MATERIAL FOR THIS TASK.
>>>
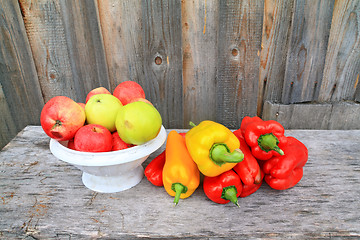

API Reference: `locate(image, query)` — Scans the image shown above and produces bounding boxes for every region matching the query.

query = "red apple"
[40,96,86,141]
[113,81,145,105]
[74,124,112,152]
[67,138,76,150]
[78,102,86,111]
[85,87,111,103]
[78,103,86,121]
[112,131,134,151]
[128,97,153,106]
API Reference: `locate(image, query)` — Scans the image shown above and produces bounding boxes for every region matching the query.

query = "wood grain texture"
[58,0,110,102]
[216,0,263,128]
[1,126,360,239]
[2,0,360,149]
[0,84,17,149]
[257,0,295,116]
[141,0,183,128]
[99,0,183,128]
[282,0,334,104]
[182,0,218,126]
[328,101,360,129]
[19,0,110,103]
[97,0,144,91]
[0,0,44,149]
[263,100,360,129]
[262,101,332,129]
[318,0,360,102]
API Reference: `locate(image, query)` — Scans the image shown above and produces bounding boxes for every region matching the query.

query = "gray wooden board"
[282,0,334,104]
[181,0,218,126]
[257,0,294,115]
[0,0,44,149]
[1,126,360,239]
[19,0,110,103]
[141,0,184,129]
[263,101,360,130]
[216,0,263,128]
[318,0,360,102]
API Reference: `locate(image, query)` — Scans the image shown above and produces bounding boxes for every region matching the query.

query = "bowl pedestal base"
[81,165,144,193]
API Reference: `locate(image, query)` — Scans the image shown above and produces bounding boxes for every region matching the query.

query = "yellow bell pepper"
[163,130,200,205]
[185,120,244,177]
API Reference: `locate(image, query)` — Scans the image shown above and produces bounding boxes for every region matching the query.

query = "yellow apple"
[115,101,162,145]
[85,94,123,132]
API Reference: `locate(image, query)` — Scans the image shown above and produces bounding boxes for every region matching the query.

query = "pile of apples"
[40,81,162,152]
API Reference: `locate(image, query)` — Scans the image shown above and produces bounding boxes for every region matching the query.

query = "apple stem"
[55,120,62,126]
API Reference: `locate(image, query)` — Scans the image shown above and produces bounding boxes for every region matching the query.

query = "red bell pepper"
[240,116,263,136]
[144,150,165,186]
[244,119,287,160]
[261,136,308,190]
[240,170,264,198]
[203,170,242,207]
[232,129,262,185]
[144,133,186,187]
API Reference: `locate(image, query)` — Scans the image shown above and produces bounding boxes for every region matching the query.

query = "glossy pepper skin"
[144,133,186,187]
[240,116,263,137]
[203,170,242,206]
[232,129,262,185]
[163,130,200,205]
[144,150,165,186]
[240,170,264,198]
[262,136,308,190]
[185,120,244,177]
[244,120,287,160]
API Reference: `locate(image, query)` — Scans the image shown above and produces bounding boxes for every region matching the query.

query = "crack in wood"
[86,192,98,206]
[22,161,39,173]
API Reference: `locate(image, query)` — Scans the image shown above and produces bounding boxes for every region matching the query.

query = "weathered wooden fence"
[1,0,359,149]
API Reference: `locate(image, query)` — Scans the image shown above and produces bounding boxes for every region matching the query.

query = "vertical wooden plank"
[97,0,144,91]
[318,0,360,102]
[19,0,76,102]
[98,0,183,128]
[282,0,334,104]
[0,84,17,149]
[216,0,264,128]
[19,0,110,103]
[141,0,183,128]
[0,0,44,148]
[59,0,110,102]
[182,0,219,127]
[257,0,294,116]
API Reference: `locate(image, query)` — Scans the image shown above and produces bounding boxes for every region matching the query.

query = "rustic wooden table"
[1,126,359,239]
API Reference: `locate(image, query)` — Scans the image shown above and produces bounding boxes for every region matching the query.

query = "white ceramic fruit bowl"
[49,125,167,193]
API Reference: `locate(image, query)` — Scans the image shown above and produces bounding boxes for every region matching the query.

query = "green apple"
[115,101,162,145]
[85,94,123,132]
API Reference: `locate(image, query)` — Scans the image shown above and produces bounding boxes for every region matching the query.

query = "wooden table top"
[1,126,359,239]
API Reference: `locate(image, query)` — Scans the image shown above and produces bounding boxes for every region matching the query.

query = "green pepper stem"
[210,143,244,166]
[258,133,284,155]
[189,121,197,128]
[171,183,187,206]
[222,186,239,207]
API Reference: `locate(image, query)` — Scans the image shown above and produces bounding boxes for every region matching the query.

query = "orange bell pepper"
[162,130,200,205]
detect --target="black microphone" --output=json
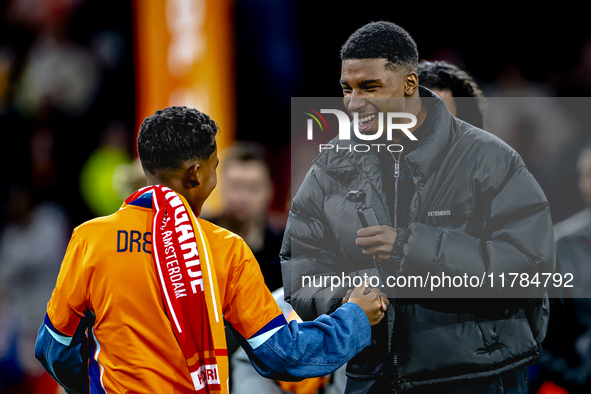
<<<
DIRECTIONS FOR THIS TASK.
From the first line to the last, restate the entries exactly, without pictures.

EXERCISE SOLUTION.
API Reference: `locate(image, query)` — Scans the image shown above and produces bounding boxes for every region matching the query.

query = "red apple"
[40,96,86,141]
[113,81,145,105]
[74,124,112,152]
[67,138,76,150]
[78,102,86,111]
[85,87,111,103]
[78,103,86,121]
[112,131,134,151]
[128,97,153,106]
API Reference: `locate(image, query)` — Scans the image shown above and produces bounding boxes for every region matching the query.

query = "wood grain texture"
[58,0,110,102]
[216,0,263,128]
[1,126,360,239]
[2,0,360,149]
[0,84,17,149]
[257,0,295,116]
[141,0,183,128]
[99,0,183,128]
[282,0,334,104]
[182,0,218,126]
[328,101,360,129]
[19,0,110,103]
[97,0,144,91]
[0,0,44,149]
[263,100,360,129]
[262,101,332,129]
[318,0,360,102]
API Reference: `locate(image, query)` — Scans the image shown above and produces bounding boxes for every region matching the query.

query = "gray wooden board"
[282,0,334,104]
[181,0,218,126]
[257,0,294,115]
[0,0,44,149]
[1,126,360,239]
[19,0,110,103]
[141,0,184,129]
[263,101,360,130]
[216,0,263,128]
[318,0,360,102]
API Reference: `locate(image, query)` — Scans the image shown above and produces bounding boxes for every region matching the query.

query = "bowl pedestal base"
[81,165,144,193]
API Reference: `locate(image, query)` — Scans the image shown above and produces bounding boxes for every region matching the query.

query = "yellow bell pepper"
[163,130,200,205]
[185,120,244,177]
API Reference: `locate(image, query)` — Scans the image shown above and produces bounding boxes for every region matching the query.

query = "yellow apple"
[115,101,162,145]
[85,94,123,132]
API Reference: `locate(image, query)` — Scans the image shown above and produces bounding boxes for every region matching the query.

query = "pile of apples"
[40,81,162,152]
API Reference: `locate(image, query)` — Scans the image shown above and produces bounding boxes for every region matching the query.

query = "apple stem"
[55,120,62,126]
API Reference: `locate(image, query)` — Scans the image shown above and produces bounding boxes for every region matching the query.

query = "red bell pepper"
[240,116,263,136]
[144,150,165,186]
[244,119,287,160]
[261,136,308,190]
[240,170,264,198]
[203,170,242,207]
[232,129,262,185]
[144,133,186,187]
API Reference: `locate(image, query)` — Scans the image shown above and produces bounding boxes for every region matching the query.

query = "glossy pepper skin"
[144,133,186,187]
[240,116,263,137]
[203,170,242,206]
[232,129,262,185]
[163,130,200,205]
[144,150,165,186]
[240,170,264,198]
[262,136,308,190]
[185,120,244,177]
[244,120,287,160]
API Reference: `locate(image, query)` — Scans the image shown above and produces bounding boxes for every region matching the query.

query = "crack in wood"
[86,192,98,206]
[22,161,39,173]
API Reference: `locate(image, query)` — Scans the image shown above and produces bounding boxes for every region matching the query.

query = "weathered wooden fence"
[1,0,359,149]
API Reference: `locate(image, query)` — Scans the image shown above and produces bounding boxes for every region matching the query.

query = "vertical wooden plank"
[97,0,144,91]
[318,0,360,102]
[19,0,76,102]
[98,0,183,128]
[282,0,334,104]
[0,84,17,149]
[216,0,264,128]
[19,0,110,103]
[141,0,183,128]
[0,0,44,148]
[59,0,110,102]
[182,0,219,127]
[257,0,294,116]
API Reference: `locate(image, query)` — Scans the image shown above and produces bounding boxes for every region matching the query.

query = "rustic wooden table"
[1,126,359,239]
API Reference: `locate(image, query)` — Scans the image shown above and produces bounding boxes for every region matching the query.

query = "white ceramic fruit bowl"
[49,125,167,193]
API Reference: `locate(image, query)` — Scans the image shown above and produces bounding boxes for every region matching the query.

query = "green apple"
[115,101,162,145]
[85,94,123,132]
API Reference: `locate(image, query)` — Scans the image shown above and produces bounding boxes for every region matching the query.

query = "wooden table top"
[1,126,359,239]
API Reference: `locate(image, query)` — Scans the image shown above and produces bounding boxes for every region matching the query.

query = "green pepper stem"
[210,143,244,166]
[258,133,284,155]
[189,121,197,128]
[171,183,187,206]
[222,186,239,207]
API Reference: `locate(image, query)` — Scans the image shown above and produces bounding boxes for every region matching the query.

query = "orange bell pepper"
[162,130,200,205]
detect --target="black microphone" --output=json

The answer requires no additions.